The records below are to be transcribed word for word.

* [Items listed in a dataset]
%%
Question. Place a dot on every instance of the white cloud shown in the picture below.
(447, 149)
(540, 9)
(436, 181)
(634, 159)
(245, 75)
%%
* [SOLUTION]
Question. Place a dot on every instance of the white cloud shown in the picture below.
(447, 149)
(540, 9)
(436, 181)
(634, 159)
(245, 75)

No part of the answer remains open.